# TASK DIRECTIONS
Reproduce verbatim all of the data given below, but do not carry over the images.

# RECORDS SUPPLIED
┄┄┄┄┄┄┄┄┄┄
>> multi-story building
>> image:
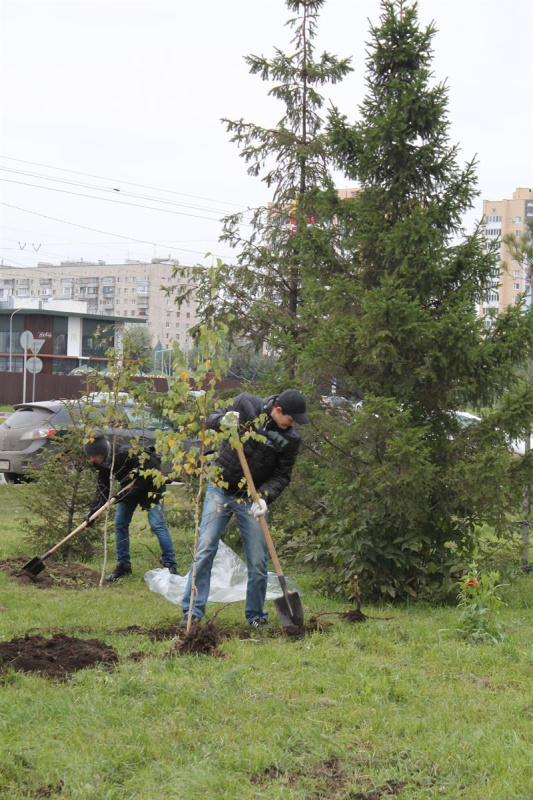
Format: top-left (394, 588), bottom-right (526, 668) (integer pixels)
top-left (0, 258), bottom-right (199, 351)
top-left (0, 298), bottom-right (142, 375)
top-left (481, 187), bottom-right (533, 320)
┄┄┄┄┄┄┄┄┄┄
# SOLUTION
>> multi-story building
>> image:
Format: top-left (394, 588), bottom-right (526, 668) (integer pixels)
top-left (0, 258), bottom-right (199, 351)
top-left (0, 298), bottom-right (142, 375)
top-left (481, 187), bottom-right (533, 320)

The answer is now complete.